**Exercise requirements:**
Your task is to reproduce the material exactly.

-- Start of Dataset content --

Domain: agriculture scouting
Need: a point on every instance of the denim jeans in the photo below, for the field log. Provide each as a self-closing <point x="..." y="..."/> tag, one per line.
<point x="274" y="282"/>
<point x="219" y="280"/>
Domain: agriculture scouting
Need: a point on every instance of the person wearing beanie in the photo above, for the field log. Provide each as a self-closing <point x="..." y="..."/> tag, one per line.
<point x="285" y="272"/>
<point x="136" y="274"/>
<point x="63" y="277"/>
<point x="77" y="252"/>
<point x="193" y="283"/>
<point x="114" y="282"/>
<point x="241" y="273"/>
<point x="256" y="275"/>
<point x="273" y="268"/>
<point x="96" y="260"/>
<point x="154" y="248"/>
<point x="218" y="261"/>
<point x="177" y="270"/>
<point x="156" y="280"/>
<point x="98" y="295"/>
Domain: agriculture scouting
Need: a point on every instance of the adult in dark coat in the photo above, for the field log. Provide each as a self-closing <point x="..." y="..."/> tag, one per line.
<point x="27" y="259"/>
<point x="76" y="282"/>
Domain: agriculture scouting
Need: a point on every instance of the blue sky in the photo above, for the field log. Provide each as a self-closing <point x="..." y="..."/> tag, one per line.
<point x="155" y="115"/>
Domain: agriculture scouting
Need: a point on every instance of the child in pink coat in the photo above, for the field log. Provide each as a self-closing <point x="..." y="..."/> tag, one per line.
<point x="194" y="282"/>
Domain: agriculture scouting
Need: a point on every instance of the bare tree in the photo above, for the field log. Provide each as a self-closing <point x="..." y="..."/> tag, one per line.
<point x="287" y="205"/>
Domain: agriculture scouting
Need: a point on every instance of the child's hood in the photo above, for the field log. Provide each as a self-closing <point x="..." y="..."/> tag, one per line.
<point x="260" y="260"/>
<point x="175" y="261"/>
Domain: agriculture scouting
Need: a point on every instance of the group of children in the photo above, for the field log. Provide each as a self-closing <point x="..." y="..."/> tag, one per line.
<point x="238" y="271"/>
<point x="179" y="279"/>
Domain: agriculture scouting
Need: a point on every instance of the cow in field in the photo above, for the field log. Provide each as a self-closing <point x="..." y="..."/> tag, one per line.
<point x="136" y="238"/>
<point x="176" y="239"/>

-- End of Dataset content --

**Response to this task:**
Domain: agriculture scouting
Need: a point on every instance of the denim jeans in the photo below, for the field log. Provide each as a self-closing <point x="..." y="..."/> tag, one per line.
<point x="274" y="282"/>
<point x="219" y="280"/>
Domain: agriculture scouting
Need: a point on every instance of the person wearing beanie in the photo above, for the field log. Provide each as a self-closing <point x="..." y="..."/> tag, one per line.
<point x="285" y="272"/>
<point x="136" y="274"/>
<point x="63" y="277"/>
<point x="77" y="252"/>
<point x="193" y="283"/>
<point x="114" y="282"/>
<point x="241" y="273"/>
<point x="256" y="275"/>
<point x="273" y="268"/>
<point x="96" y="260"/>
<point x="154" y="248"/>
<point x="218" y="261"/>
<point x="177" y="270"/>
<point x="156" y="280"/>
<point x="98" y="295"/>
Domain: agriculture scouting
Need: a point on every instance of the adult in dark coat in the photo above, for the field log. Provide each as a self-closing <point x="..." y="..."/> tag, one per line.
<point x="27" y="259"/>
<point x="76" y="282"/>
Domain: agriculture scouting
Need: a point on every instance of the blue sky in the photo above, for the field log. Provide each as a self-closing <point x="..." y="..."/> tag, one per line.
<point x="155" y="115"/>
Domain: agriculture scouting
Need: a point on every instance of the child in pink coat in the photo above, for the field log. Provide each as a self-closing <point x="..." y="..."/> tag, one per line.
<point x="194" y="282"/>
Domain: agriculture scouting
Need: a point on every instance of the bare tree in the photo above, for the field log. Provide each as a self-closing <point x="..." y="..."/> tag, one per line.
<point x="287" y="205"/>
Domain: agriculture scouting
Need: a point on every instance of the child's hood in the photo above, for the field log. Provide each as a self-closing <point x="..." y="..."/> tag, one per line.
<point x="260" y="260"/>
<point x="175" y="261"/>
Domain: agriculture scouting
Need: a point on every instance of the group of children in the photo above, for the field log. Provide each as a self-closing <point x="..." y="..."/> tag, one per line.
<point x="238" y="271"/>
<point x="179" y="279"/>
Domain: agriculture scouting
Need: a point on every instance of the cow in field in the photo above, for the field log. Provide each as a self-closing <point x="..." y="..."/> tag, one per line.
<point x="136" y="238"/>
<point x="176" y="239"/>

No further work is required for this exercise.